ENTRIES SHOWN

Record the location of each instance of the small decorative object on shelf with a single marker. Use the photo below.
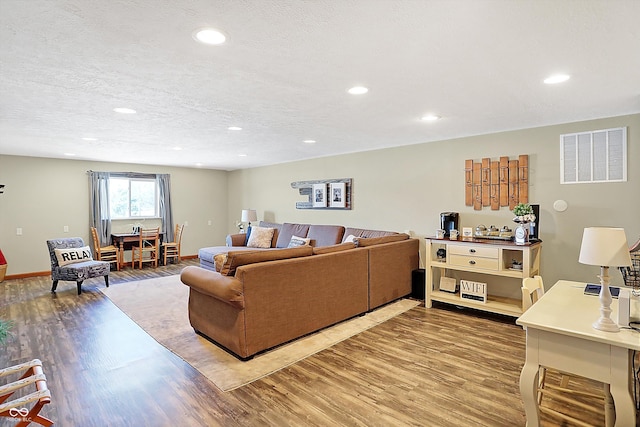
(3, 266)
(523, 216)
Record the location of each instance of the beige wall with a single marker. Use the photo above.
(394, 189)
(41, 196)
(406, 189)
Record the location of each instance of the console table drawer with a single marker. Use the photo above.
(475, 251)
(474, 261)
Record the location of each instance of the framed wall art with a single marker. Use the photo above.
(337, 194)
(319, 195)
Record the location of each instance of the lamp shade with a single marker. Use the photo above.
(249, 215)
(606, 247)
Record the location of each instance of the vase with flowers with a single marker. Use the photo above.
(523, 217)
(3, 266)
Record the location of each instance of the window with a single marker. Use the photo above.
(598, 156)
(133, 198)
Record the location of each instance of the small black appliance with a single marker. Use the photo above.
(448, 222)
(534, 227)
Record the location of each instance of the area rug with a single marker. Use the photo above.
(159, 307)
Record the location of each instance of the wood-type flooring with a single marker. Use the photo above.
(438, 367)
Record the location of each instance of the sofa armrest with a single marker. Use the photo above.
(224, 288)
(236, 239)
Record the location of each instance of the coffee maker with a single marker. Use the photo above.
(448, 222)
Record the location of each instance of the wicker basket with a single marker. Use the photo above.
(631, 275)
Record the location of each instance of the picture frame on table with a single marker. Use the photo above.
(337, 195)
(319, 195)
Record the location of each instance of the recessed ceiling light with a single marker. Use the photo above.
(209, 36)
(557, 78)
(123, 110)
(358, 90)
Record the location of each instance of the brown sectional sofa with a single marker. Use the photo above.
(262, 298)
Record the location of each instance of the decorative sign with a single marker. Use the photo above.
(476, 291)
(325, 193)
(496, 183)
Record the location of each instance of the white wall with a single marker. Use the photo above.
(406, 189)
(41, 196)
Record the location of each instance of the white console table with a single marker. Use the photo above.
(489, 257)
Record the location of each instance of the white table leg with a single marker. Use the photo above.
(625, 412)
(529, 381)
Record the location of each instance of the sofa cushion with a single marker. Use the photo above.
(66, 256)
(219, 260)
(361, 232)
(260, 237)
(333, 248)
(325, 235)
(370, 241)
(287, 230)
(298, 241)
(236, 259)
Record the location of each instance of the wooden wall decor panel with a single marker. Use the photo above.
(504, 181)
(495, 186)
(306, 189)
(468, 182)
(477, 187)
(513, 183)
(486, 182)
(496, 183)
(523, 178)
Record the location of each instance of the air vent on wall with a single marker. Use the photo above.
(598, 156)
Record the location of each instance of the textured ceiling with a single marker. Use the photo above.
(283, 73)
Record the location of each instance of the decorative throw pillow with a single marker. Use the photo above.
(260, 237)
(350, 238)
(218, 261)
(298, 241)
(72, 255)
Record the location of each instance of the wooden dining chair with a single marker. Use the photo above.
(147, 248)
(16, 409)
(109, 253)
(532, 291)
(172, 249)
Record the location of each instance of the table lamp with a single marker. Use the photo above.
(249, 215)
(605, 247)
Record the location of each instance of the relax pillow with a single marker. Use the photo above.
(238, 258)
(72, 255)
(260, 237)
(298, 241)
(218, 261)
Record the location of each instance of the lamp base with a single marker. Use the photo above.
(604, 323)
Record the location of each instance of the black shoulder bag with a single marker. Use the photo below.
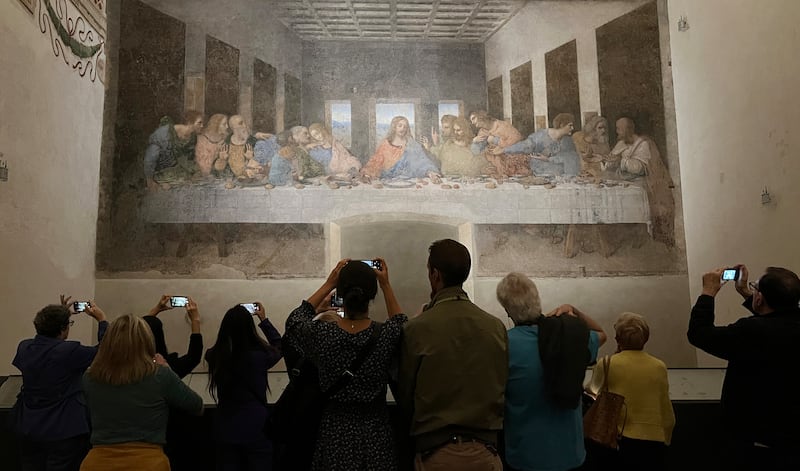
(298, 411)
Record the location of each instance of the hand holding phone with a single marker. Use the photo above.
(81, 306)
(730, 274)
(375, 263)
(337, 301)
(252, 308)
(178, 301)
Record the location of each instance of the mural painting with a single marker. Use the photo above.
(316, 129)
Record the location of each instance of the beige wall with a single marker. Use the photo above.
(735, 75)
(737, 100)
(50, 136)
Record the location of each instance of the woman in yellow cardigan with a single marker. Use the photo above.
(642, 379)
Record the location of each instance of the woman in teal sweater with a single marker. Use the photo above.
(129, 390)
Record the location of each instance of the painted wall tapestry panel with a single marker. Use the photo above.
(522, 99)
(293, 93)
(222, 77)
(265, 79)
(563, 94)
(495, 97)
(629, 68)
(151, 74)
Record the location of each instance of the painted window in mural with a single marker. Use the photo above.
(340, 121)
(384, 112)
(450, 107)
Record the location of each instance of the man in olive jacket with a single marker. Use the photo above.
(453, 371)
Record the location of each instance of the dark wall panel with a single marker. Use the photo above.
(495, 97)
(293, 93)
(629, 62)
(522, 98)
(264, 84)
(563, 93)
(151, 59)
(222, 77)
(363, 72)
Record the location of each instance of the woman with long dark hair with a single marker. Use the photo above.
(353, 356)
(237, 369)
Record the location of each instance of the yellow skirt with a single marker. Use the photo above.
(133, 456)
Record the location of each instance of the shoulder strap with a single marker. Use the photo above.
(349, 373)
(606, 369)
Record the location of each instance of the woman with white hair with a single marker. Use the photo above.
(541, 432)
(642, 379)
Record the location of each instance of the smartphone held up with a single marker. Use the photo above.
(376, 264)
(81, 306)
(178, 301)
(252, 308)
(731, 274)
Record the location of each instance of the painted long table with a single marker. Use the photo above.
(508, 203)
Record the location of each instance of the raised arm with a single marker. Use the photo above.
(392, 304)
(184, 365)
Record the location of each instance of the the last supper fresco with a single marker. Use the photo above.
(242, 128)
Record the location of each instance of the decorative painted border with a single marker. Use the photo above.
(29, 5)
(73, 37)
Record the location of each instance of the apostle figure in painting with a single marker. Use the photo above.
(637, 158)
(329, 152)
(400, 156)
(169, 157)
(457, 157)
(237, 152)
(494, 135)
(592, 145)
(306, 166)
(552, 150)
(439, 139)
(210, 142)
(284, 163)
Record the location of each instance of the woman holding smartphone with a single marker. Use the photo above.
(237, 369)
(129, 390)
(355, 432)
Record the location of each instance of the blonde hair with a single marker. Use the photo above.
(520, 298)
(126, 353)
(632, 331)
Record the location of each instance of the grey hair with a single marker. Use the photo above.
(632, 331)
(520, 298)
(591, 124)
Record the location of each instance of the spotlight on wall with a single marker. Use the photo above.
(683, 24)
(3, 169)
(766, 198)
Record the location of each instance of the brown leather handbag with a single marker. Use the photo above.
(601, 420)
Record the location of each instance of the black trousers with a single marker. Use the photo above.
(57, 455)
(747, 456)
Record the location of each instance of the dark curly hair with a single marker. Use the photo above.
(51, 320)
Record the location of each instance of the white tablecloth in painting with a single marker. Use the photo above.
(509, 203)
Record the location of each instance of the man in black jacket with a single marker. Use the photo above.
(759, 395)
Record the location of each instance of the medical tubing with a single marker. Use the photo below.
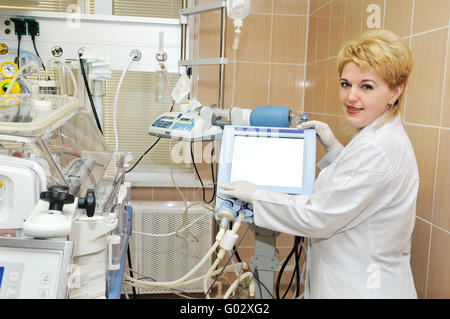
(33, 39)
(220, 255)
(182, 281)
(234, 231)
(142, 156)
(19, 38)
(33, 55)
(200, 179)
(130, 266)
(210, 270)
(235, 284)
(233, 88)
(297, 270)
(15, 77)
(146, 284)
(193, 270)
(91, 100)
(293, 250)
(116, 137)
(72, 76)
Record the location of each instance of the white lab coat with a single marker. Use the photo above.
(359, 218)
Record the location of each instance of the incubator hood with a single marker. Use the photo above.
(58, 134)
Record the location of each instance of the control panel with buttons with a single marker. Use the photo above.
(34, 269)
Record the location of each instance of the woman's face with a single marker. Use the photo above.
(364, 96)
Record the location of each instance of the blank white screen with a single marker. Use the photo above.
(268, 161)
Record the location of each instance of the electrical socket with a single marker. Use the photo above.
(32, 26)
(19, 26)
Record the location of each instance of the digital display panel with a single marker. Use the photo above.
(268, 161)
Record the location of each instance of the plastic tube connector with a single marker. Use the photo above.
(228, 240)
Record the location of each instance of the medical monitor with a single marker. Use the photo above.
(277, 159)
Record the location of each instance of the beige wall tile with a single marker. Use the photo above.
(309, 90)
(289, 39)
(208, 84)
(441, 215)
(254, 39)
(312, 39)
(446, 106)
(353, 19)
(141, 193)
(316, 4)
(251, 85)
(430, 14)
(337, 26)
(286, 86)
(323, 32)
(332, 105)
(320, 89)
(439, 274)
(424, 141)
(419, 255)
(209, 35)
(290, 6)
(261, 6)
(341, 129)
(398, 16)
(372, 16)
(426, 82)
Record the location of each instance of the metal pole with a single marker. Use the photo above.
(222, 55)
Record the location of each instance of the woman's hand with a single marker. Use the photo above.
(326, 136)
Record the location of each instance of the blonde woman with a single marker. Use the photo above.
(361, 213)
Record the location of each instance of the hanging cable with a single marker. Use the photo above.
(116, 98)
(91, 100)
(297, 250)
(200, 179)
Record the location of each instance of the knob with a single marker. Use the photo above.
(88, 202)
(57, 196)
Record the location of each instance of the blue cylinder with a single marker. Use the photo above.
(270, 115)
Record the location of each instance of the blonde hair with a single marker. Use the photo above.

INSTRUCTIONS TO FOLLOW
Starting at the line that contains "Record the location of each instance of the woman's hand", quote each remaining line of the entries above, unchanged.

COMPLETED EXERCISE
Record the location of each instance of the woman's hand with a single marker. Use the photo above.
(326, 136)
Record the location of each instance of the blonde woman with a single marker. Use the photo above.
(361, 213)
Record the location of each instance of the hanging cable with a single marker. Use the photo above.
(116, 98)
(91, 100)
(297, 250)
(200, 179)
Record the location of each instance of the knob with a single marker. Use the photo above.
(88, 202)
(57, 196)
Record the location of each instance of the blue cylinder with a single marker. Use the photo above.
(270, 115)
Record the location of each instance of the blonde hair with a single marker. Use the photo above.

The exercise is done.